**What is being asked**
Write the entries out again. Each one must match exactly.

Source records
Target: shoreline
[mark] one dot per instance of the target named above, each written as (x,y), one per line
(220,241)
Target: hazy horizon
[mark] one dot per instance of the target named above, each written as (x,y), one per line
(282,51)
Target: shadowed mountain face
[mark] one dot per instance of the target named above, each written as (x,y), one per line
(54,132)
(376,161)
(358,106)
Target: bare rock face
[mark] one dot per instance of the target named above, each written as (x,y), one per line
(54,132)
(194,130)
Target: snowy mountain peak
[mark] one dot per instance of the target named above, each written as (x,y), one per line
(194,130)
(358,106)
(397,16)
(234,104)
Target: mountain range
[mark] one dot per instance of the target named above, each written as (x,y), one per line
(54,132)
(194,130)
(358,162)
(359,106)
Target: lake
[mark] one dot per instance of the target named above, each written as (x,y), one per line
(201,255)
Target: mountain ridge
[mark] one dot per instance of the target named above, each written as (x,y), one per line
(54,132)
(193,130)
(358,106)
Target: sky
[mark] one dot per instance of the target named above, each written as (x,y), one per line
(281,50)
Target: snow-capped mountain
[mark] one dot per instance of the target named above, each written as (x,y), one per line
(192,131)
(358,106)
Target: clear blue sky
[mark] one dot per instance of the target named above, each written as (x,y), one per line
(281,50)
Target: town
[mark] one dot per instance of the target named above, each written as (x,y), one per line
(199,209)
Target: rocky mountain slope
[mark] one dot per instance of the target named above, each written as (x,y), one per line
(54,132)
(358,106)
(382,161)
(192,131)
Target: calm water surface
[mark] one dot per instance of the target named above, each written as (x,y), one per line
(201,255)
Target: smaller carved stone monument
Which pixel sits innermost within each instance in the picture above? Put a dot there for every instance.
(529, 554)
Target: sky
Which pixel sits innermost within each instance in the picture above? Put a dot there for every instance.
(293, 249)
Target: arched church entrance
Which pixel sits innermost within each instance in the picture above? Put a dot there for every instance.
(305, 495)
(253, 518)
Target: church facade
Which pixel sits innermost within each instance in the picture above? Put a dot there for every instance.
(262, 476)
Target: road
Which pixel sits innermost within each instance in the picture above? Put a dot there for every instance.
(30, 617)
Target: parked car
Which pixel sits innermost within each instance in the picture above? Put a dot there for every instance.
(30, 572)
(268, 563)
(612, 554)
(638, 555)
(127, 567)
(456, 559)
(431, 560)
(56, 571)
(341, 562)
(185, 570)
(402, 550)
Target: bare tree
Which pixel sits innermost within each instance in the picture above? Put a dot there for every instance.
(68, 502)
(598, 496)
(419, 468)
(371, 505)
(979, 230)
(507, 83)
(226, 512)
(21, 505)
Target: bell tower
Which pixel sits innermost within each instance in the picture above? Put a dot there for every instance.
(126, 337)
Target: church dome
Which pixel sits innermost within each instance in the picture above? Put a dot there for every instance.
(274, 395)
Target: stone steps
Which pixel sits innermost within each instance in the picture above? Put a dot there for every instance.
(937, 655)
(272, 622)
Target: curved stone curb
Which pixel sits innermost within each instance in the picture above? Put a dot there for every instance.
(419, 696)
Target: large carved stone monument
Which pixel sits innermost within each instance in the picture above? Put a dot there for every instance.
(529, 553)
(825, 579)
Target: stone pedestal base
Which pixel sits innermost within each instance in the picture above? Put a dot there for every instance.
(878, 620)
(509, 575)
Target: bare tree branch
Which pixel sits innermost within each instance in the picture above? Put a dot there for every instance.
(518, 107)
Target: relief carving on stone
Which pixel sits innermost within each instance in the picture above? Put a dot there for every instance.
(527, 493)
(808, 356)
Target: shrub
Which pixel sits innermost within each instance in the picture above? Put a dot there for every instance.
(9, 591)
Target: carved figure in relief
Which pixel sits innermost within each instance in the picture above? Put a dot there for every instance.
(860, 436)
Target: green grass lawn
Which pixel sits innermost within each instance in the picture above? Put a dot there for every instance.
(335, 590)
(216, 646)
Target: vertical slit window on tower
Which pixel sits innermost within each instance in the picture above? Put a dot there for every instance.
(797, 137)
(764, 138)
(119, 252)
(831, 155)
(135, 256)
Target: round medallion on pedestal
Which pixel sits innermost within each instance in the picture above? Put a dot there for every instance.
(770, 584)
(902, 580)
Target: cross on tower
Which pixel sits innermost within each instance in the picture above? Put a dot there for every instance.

**Worked solution**
Target: shoreline
[mark] one dot per instance of the target named above, each written as (x,y), one per line
(220,241)
Target: hazy horizon
[mark] one dot per instance of the target named above, each written as (x,y), one per line
(282,51)
Target: shadowed mountain face
[mark] one dot per instance of the target named above, each written as (x,y), one per line
(54,132)
(376,161)
(358,106)
Target: bare rock face
[mark] one dot per instance of the target named above, each written as (x,y), one per line
(54,132)
(194,130)
Target: snowy mountain peak
[mark] one dot per instance of the target named above, each written as (x,y), one per line
(194,130)
(358,106)
(397,16)
(234,104)
Target: mountain range
[mark] one dot per instance of the target named above, each written as (x,y), one per line
(54,132)
(194,130)
(358,162)
(359,106)
Target: lake
[mark] one dot per instance of the target named above, each written as (x,y), one per line
(201,255)
Target: mountain ridge
[mark] one dot per instance of the target named above, each written as (x,y), one per line
(54,132)
(193,130)
(358,106)
Target: sky
[mark] one dot per instance of the target named above, each written as (x,y), one per line
(281,50)
Target: snow-capped mountain
[mark] one dot per instance of the target named above, each written as (x,y), one per line
(192,131)
(358,106)
Target: clear blue sky
[mark] one dot per instance of the target named above, each written as (x,y), one per line
(281,50)
Target: town
[mark] one dot per instance of the target named above, each written as (x,y), one per line
(199,209)
Target: rocky mountain slope
[mark] one dot per instance of the target named above, each written as (x,y), one per line
(54,132)
(358,106)
(382,161)
(192,131)
Target: calm water surface
[mark] one dot per instance of the target named above, each written as (x,y), one per line
(201,255)
Target: smaller carved stone monument
Which pixel sits innermost within each instance in the picture above? Put a dot there for every instance.
(529, 554)
Target: sky
Which pixel sits innermost within each instance in the picture above? Put a dot there for every instance.
(293, 249)
Target: arched church entrance
Which pixel sits innermost within each instance in the picture above? Put a dot there for every instance.
(305, 495)
(253, 518)
Target: church facade
Which pixel sits innermost within each instance in the picture above? Put a dot there for every instance.
(262, 476)
Target: road
Which pixel sits innermost within each instance in the picture above? Put a dot there for every instance.
(30, 617)
Target: parked car
Which pixel sits innermost within each instance in the picture above? Put a dot there for every instance.
(30, 572)
(268, 563)
(612, 554)
(638, 555)
(127, 567)
(456, 559)
(431, 560)
(56, 571)
(341, 562)
(185, 570)
(402, 550)
Target: bare tree
Which pixel sits innermost within each instance in the picture above? Put a dot there for every instance.
(68, 502)
(598, 496)
(419, 468)
(371, 505)
(979, 230)
(507, 83)
(226, 512)
(21, 505)
Target: bell tower
Which pixel sits innermost within each instance in the picture above? Put a dot there for every instance.
(126, 337)
Target: church dome
Which pixel sits innermost within each instance in the picture above? Put a dot there for every instance.
(274, 395)
Target: stone steps
Which pixel sits innermost within each instance in the picture above? Put a dot there for every instance.
(937, 655)
(272, 622)
Target: curved stone curb
Which pixel sits innermost within each instance in the picture above? Put a dot there for every instance.
(419, 696)
Target: large carved stone monument
Which pixel sits innermost within each instance in the picture above? Put a dot there for every instance.
(529, 553)
(825, 579)
Target: stone pedestal base
Which pixel sits innermost within each instance in the picture above? Put a dot there for every instance.
(878, 620)
(509, 575)
Target: bare tree branch
Which pixel sits innermost within each instance in the picture above? Put a dot there for every instance.
(518, 107)
Target: relief carving on stone
Which pixel sits innermost within each instance in the picture above? Put a dot there for every instance.
(527, 493)
(808, 356)
Target: shrub
Which pixel sits innermost within each instance in the picture above? Put a dot there for every instance.
(9, 591)
Target: carved figure in relief
Which pixel sits innermost within each instance in the picture above? Put a dot there for every instance.
(860, 436)
Target: green grass lawn
Which pixel sits innermost within each instance in the picture above? Put a dot there for every instance.
(335, 590)
(216, 646)
Target: vertical slit window on tower
Which pixel sits innermost within each instance in the picture above? Put a dot there for every instance.
(797, 137)
(764, 138)
(119, 252)
(831, 155)
(135, 256)
Target: round medallion on pedestal
Which pixel sits innermost within each instance in the picture above? Put a dot there for every instance.
(770, 584)
(902, 580)
Target: cross on tower
Which pixel sits innermost within each instance in the picture above? Put a dot there for every instance.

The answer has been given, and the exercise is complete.